> **Reading text**
— BEGIN —

Even Longer Way To a Stable Cloud
It is important to control your own data on your own servers. A «cloud» is nothing but running your data on someone else’s computer, and thus they control your data, not you. Encryption may help a little bit, but the best solution is to fully own your data and infrastructure. This is also the philosophy of Pacta Plc: We do not store data on hardware that we do not own. We may use external clouds or servers, but not where customer data is involved. We protect your data.
Running a full stable infrastructure is not a simple task, and there is much to learn. So here you find the story of my adventures when learning and setting up a full cloud infrastructure, as it is also currently used by Pacta Plc.
1995 – 2010 Outdated Workstations as Server
I’m running my own server for my websites, e-mail, chat and much more since the nineties. It was always on a single computer with many services in a shared bare metal environment. In the beginning, I ran the server on my workstation, then on an old Siemens workstation that I inherited from my employer.
2011 Root Server and HP ProLiant Micro Server
Later I hired a root server and in 2011 I bought my first dedicated HP ProLiant micro server. Up to now, I have three of them. On those machines, processes were directly started with no virtualization.
In 2015, I started my first experiments with Docker and started to migrate my services from the standalone bare metal servers to Docker containers. For this, I built dozens of images.
Constantly Extending Hard Disks
Over time the HP ProLiant server became brothers and sisters, so that I currently have three of them, plus two huge Servers, storing more and more data. Whenever there is no more space on the hard disk, in Linux, you can easily extend it or replace a drive without downtime, only with a single reboot.
2017 – 2018 From Kubernetes to Docker Swarm
Then in 2017, Kubernetes came in to my focus. But that’s totally overcomplicated. With Docker Swarm there is a much simpler and much more stable solution available. There’s no need for Kubernetes nor OpenShift, unless you want to loose your time. So in 2018 I’ve setup a Docker Swarm on some cheap PC-Engines mini workers.
But with a swarm solution, there is need for a distributed cluster filesystem, so I came across GlusterFS, which turned out to be a complete disaster. At the beginning, it was very promising, but later, when filled with terrabytes and terrabytes of data, it became slow and very unstable.
So I started a research which pointed me to LizardFS. The Result is much more stable than GlusterFS, but still slow. Other than for GlusterFS, the LizardFS development team was really helpful and assisted me in getting it up relatively fast and stable. But especially the masters tend to require huge amounts of memory. That’s why I bought a large HP and a large Dell server as master and backup master server. The whole LizardFS now holds 90TB of data.
Since about 2020, I experiment with CephFS, which is my currently proposed cluster file system. You can run it on PC-Engine APU hosts with 4GB RAM. For the OSDs, put in a mSata HD of 1TB or 2TB. Chose at least three OSDs and thre manager nodes. You cannot run OSDs and Managing nodes on the same device, because 4GB RAM is not enough, but you can run MON, MGR and MDS server on the same node.

— END —

> **Supplied information**

— BEGIN —

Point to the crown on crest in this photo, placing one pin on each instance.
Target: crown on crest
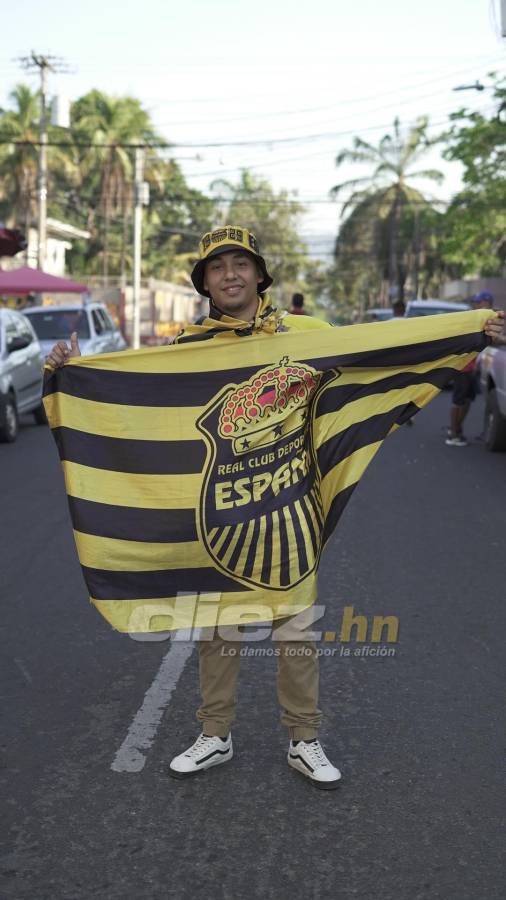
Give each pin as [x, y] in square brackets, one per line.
[271, 391]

— END —

> **Problems and tasks**
**1.** In the article on building a stable cloud, how much data does the whole LizardFS hold?
**2.** Proceed with the article on building a stable cloud, picking up after its final sentence.

> **Answers to the exercise**
**1.** 90TB

**2.**
2021 CephFS OSD Desaster
Wacky Initial Setup
My CephFS initially ran on three PC-Engines with 4GB RAM, where all had a 1TB mSATA SSD and should run as OSD that provides the disk to the cluster. In addition, one was setup as MGR, MON. MDS metadata and monitoring server, but for these two duties, 4GB RAM is not enough. So I initially fixed the problem by restarting the OSD on the management host every hour. This way, it was more or less stable. Later in 2020, I stopped the OSD on that host, lost one of three redundancies, but got a stable system. I then bought four more devices, three together with a 2TB mSATA SSD from AliExpress each, and one as separate monitoring server.
First OSD Fails
Unfortunately, before I had the time to add the new nodes to the network, there was a power failure, the UPS could not catch, and after rebooting, the BlueStore in one of the remaining two OSDs was corrupt. With only one OSD left, the full filesystem degraded and was offline. So I added the third OSD again, then the recovery started in this constellation on Monday and finished on Thursday. But all data was back, the filesystem up and running again.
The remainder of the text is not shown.